DOCUMENT SEGMENT:
__________

# New Guy here!



## js9krcr01040 (Dec 10, 2005)

Hey Ladies and Gents. I want to introduce myself to the community. I have been around a while on the Z side of the house and now I am rocking a 97 Kouki  I will try and get some pics soon. It has eh, high mileage. 180k on the clock. Right now I am getting a CEL that is supposedly linked to a bad O2. I have one question though, I Am currently in Iraq and cant go out to my car to fix the problem, so I am relying on my Mother (yes, my mom, lol) to fix it. The hood apparently fluctuates when traveling on the highway. I know with the Z, you lower the latch to tighten it down. Is the same true on the S-Chassis? Thanks in advance! 

SSG Jason Shevlin (S Chassis :newbie: )


----------



## Nismo240 (Jul 24, 2004)

it should be the same. i know you can see mine moving while going down the highway, but its nothing serious.


----------



## js9krcr01040 (Dec 10, 2005)

I guess I am used to the Z, everything sits tight and flush. I will get the Silvia the as well  A little work never hurt anyone.


----------



## sinning (Mar 28, 2008)

I hate to dissapoint the world but too me the original Z's ar datsuns those classic bastards i only like those Z sorry but the 300z are second in my list


----------



## js9krcr01040 (Dec 10, 2005)

Um, thanks for your opinion... I think.. Everyone is entitled to their own opinion. I too like the S30 chassis, and plan to buy one next. But the feeling of pushing your car past 150mph comfortably is, well, close to unachievable on the aforementioned chassis. 

(Before I receive death threats for stating I like to drive fast, I would like to clarify. I had the car with me for 3 years in Germany and was able to drive many Autobahns with the Z32, all legal, all safe)


----------

__________

PROBLEMS TO WORK ON:
**a)** According to the forum thread, how many miles are on the 97 Kouki?
**b)** List every distinct username that posts in the forum thread.
Answer using only the forum thread above.

__________

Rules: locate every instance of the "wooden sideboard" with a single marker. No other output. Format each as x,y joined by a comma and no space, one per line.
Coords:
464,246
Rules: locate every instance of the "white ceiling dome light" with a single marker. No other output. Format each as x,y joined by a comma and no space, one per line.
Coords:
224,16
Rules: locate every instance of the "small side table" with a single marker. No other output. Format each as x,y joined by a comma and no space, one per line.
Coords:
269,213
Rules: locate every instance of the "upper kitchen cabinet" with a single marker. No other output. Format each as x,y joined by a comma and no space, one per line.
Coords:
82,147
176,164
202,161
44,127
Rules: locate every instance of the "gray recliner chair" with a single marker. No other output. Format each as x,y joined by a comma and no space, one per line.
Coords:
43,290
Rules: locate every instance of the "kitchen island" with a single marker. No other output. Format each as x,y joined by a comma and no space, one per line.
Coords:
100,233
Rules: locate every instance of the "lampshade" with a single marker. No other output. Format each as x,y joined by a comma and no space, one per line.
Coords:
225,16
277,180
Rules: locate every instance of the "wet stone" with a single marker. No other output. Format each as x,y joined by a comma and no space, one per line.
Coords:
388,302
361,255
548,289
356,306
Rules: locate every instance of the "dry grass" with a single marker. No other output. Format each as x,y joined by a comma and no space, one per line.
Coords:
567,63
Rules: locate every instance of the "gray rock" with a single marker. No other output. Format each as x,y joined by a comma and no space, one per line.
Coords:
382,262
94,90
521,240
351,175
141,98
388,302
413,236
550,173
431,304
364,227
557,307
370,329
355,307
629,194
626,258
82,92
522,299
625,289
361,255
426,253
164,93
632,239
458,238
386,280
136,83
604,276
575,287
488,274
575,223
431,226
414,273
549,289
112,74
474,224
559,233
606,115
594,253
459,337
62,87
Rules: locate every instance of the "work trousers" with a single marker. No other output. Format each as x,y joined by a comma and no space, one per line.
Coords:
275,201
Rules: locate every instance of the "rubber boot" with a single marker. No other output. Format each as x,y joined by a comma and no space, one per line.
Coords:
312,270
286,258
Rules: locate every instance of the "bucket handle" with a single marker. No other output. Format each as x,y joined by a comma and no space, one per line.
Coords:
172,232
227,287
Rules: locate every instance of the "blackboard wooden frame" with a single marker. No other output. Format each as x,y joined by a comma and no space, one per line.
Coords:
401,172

__________

FINAL ANSWERS:
**a)** 180k

**b)** js9krcr01040, Nismo240, sinning